Text block
----------
For many children, their first experience with ballet often happens at Christmastime via “The Nutcracker.” Now, PBS has a treat in store for viewers who are looking to share that tradition with their families this holiday season.
If time, location or affordability are keeping you from seeing the ballet this December, the English National Ballet’s lavish and bold new production of “Nutcracker,” airing Tuesday at 8 p.m. Pacific time (and streaming on PBS.org and PBS app) as part of “Great Performances” on PBS, offers a fabulous and alternative way to experience the holiday classic. The production, which debuted at the London Coliseum last year, is a delightfully fascinating blend of the traditional performance many grew up watching and takes a bold new approach to the iconic ballet first performed in Russia in 1892.
“It’s really a visually arresting production,” says “Great Performances” executive producer David Horn. “I think this will give a lot of people their first exposure [to ballet]. I thought it was a terrific show for us to celebrate the holiday season with.”
The gorgeous score by Tchaikovsky is the same. As is the story of a young girl who is gifted a toy nutcracker by her godfather Herr Drosselmeyer, only to have the nutcracker come alive and take her to a magical world with Isolde, the Ice Queen (Anna Nevzorova) and the Sugar Plum Fairy (Emma Hawes). But right as the show begins, viewers will notice this production’s innovative approach to the material. There are subtle nods to the Edwardian era this version is set in. Look for some of the dancers, for instance, to be holding up signs that say “Votes for Women.”
While it has always been Clara’s story, she’s often not the main protagonist but instead more of an observer of all the action. “I tend to get to Act 2 and go, ‘What’s happened? They’re just sitting down and watching. It’s so passive,” says costume and set designer Dick Bird.
That all changes with this production, which brings Clara to the forefront. The biggest change is that two dancers play Clara. When everything from the rats to the Christmas tree get bigger, so does Clara as she goes from a young girl to an adolescent. “This Clara is dealing with the constraints of Edwardian London that doesn’t really allow much space for a young woman,” says choreographer and English National Ballet artistic director Aaron S. Watkin. “But when she dives into her dreams, everything and anything is possible. She’s not an innocent bystander being led by the Nutcracker Prince and saved by him. She’s actually found her own agency. In this world, she can really be what she wants.”
----------
Data lines

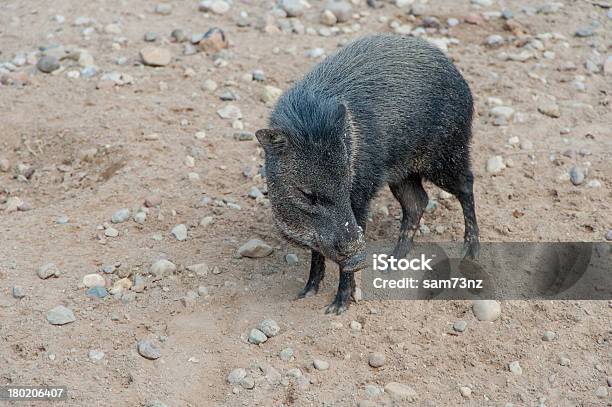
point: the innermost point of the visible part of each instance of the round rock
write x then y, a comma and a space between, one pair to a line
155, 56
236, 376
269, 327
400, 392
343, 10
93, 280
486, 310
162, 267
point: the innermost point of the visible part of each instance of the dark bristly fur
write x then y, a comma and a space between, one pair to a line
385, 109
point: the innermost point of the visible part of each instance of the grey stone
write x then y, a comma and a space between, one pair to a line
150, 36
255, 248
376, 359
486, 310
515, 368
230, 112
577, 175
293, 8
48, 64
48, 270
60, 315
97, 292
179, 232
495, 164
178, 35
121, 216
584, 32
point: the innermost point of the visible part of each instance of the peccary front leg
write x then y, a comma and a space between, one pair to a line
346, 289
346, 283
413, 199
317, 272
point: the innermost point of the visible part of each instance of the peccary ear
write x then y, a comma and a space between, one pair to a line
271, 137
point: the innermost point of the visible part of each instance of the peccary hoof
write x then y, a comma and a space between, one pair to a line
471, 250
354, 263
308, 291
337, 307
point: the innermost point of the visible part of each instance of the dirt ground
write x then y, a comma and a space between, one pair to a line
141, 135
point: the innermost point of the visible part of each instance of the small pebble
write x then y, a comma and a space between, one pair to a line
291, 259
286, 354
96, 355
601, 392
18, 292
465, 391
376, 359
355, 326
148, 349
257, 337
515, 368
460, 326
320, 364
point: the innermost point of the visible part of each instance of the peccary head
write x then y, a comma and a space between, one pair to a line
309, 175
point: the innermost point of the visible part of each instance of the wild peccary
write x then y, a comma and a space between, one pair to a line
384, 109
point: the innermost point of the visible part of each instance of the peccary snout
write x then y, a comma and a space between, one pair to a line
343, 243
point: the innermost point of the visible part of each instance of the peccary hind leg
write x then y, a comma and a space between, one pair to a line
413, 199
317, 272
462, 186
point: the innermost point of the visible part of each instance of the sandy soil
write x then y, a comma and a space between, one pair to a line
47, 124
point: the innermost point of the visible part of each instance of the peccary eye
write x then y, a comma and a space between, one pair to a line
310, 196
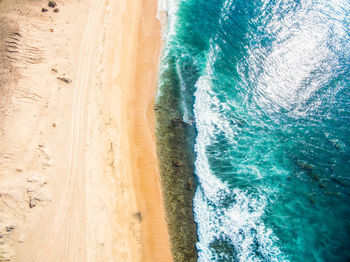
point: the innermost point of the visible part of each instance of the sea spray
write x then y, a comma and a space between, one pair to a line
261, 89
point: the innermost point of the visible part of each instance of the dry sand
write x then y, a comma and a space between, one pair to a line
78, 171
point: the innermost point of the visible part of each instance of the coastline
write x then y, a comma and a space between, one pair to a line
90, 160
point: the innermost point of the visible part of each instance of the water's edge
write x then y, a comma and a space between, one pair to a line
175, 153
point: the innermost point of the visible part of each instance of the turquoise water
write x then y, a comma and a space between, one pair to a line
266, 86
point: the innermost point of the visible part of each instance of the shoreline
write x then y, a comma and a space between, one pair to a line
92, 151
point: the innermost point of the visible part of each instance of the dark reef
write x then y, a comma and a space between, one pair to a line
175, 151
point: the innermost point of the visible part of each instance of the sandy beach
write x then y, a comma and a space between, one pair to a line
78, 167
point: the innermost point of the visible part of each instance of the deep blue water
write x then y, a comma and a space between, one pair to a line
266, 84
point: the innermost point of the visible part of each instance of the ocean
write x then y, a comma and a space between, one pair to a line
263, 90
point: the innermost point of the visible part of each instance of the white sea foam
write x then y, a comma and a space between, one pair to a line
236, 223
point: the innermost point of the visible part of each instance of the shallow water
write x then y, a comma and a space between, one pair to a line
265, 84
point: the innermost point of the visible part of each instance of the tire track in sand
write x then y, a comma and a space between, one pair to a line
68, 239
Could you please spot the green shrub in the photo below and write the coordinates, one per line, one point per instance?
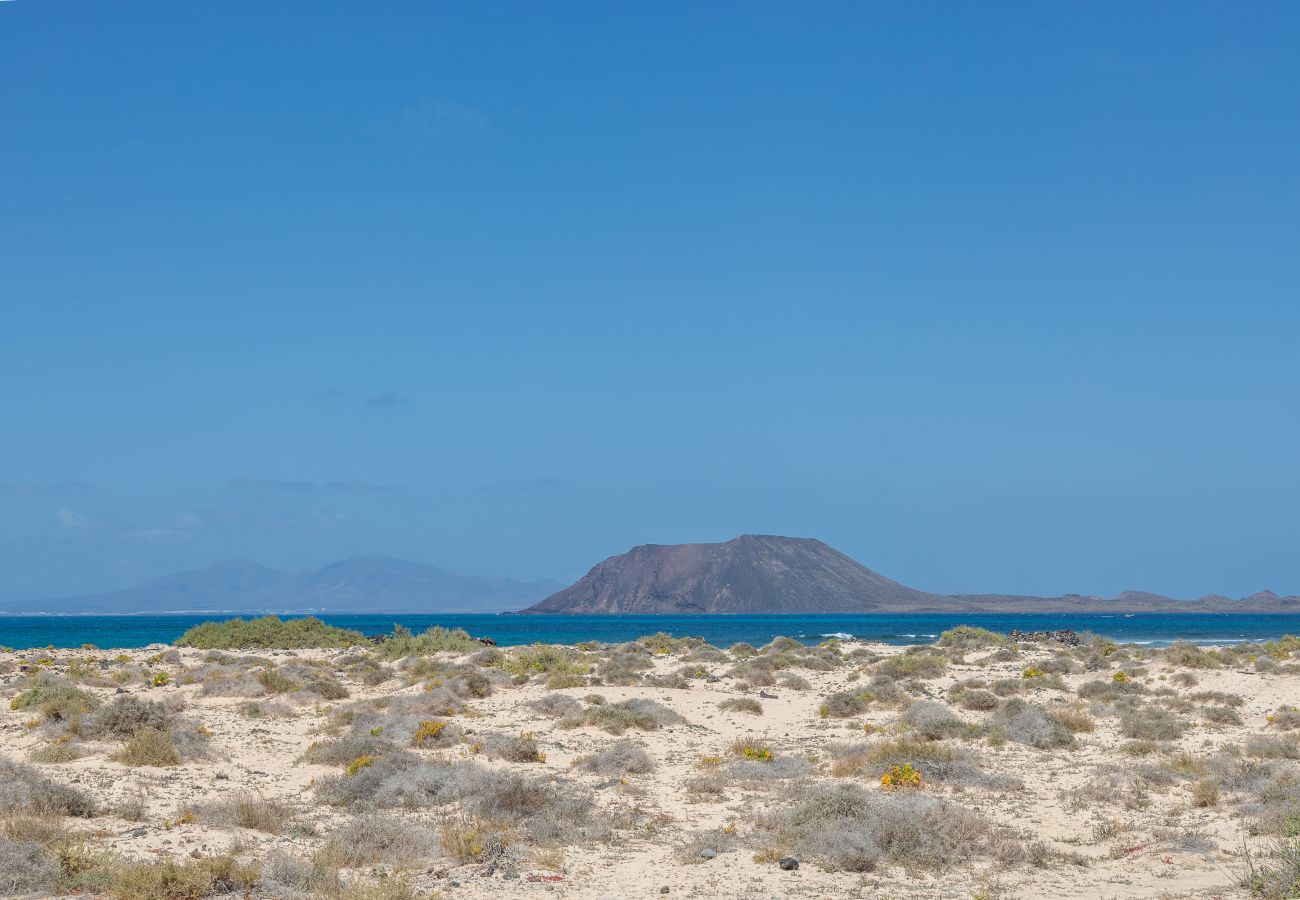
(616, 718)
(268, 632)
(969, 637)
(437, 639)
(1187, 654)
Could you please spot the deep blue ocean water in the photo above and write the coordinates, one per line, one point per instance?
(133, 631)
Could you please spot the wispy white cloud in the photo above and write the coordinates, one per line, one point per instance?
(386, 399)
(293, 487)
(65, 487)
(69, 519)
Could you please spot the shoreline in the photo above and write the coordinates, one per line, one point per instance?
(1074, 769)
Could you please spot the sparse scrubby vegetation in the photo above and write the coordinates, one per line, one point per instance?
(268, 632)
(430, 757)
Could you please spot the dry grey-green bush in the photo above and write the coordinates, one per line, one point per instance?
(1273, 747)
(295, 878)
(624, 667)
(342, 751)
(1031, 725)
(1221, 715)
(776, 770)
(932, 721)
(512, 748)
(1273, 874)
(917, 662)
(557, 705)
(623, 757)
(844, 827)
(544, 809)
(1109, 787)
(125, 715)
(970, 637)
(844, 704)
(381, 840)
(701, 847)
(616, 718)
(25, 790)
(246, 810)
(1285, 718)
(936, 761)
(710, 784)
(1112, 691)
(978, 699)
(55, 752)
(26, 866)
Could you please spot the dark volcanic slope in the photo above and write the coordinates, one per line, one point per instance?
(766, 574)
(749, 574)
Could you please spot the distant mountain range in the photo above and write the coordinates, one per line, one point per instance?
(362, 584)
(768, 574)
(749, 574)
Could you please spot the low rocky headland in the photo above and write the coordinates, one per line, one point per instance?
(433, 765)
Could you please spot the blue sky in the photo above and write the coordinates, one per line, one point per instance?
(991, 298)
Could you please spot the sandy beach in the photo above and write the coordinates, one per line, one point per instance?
----------
Written problem 1
Summarize the article on the English National Ballet's "Nutcracker" in two sentences.
Written problem 2
State whether each of the following agrees with the article on the English National Ballet's "Nutcracker." Answer yes or no, and quote the words of the article that decide it.
(a) The production debuted at the London Coliseum.
(b) This production replaces Tchaikovsky's score.
(c) Three dancers play Clara.
Written problem 3
Continue the article on the English National Ballet's "Nutcracker" after its final sentence.
The records that come after the article are separate material.

Exercise output 1
PBS's "Great Performances" is airing the English National Ballet's lavish new production of "Nutcracker," which debuted at the London Coliseum last year and blends the traditional performance with a bold new approach. The production keeps Tchaikovsky's score and the familiar story but is set in the Edwardian era and brings Clara to the forefront, with two dancers playing her as she grows from a young girl to an adolescent.

Exercise output 2
(a) Yes: "The production, which debuted at the London Coliseum last year"
(b) No: "The gorgeous score by Tchaikovsky is the same."
(c) No: "The biggest change is that two dancers play Clara."

Exercise output 3
When the Nutcracker Prince (Francesco Gabriele Frola) and Clara get into the seahorse sleigh, it’s Clara who drives it. “She’s not sitting in the back seat,” Watkin says. “I think that just sums it all up. When we first did it, the Nutcracker just naturally went to the front seat.” But that didn’t feel right. “They’re small [changes] but very big messages.”
First soloist Ivana Bueno portrays the older Clara and loved getting to collaborate with Watkin and choreographer Arielle Smith on this new version of Clara. “”She’s not scared to fight. She’s in charge of the battle,” she says. “She knows what she wants. It’s really nice and fun to play a character like that. You just feel empowered.”
This version also spends more time with Drosselmeyer (Junor Souza). The story opens with a young Clara (Delilah Wiggins) and her mother shopping at Drosselmeyer’s Sweets & Delights Emporium for candy. “I thought it was important we understood who Drosselmeyer was,” says Smith.
As a throughline to the production, those sweets come to life in the second act and represent various countries. There’s the Ukrainian poppy seed cake makivnyk, the Middle Eastern hot chocolate sahlep, the Spanish nougat turrón and the Chinese candied fruit tanghulu, among others.
“That allows us, I suppose, [to get away from] these rather cliched expressions of national identity and instead to express them in sweets from those countries,” Bird says. “That becomes so enjoyable for a design because you’re not just thinking of the national dress from the particular country, but you’re thinking about how a sweet moves or how a drink moves and all of those possibilities.”
The costumes worked in concert with the dances and took an incredible amount of precision. The costumes for the red and white marzipan, for example, have only one leg that is striped red and white, and considerable time was spent on how to make sure that one leg of the tight looked in unison with all the dancers. “The amount of R and D it takes to work out solutions is fascinating, “ Bird says.
The makivnyk dancers are in stunning black and white body suits with matching umbrellas. “That’s quite a thing for the eye to look at, and it’s very striking,” says Smith. “It was a real privilege to be able to experiment with that and to create the choreography around the design.”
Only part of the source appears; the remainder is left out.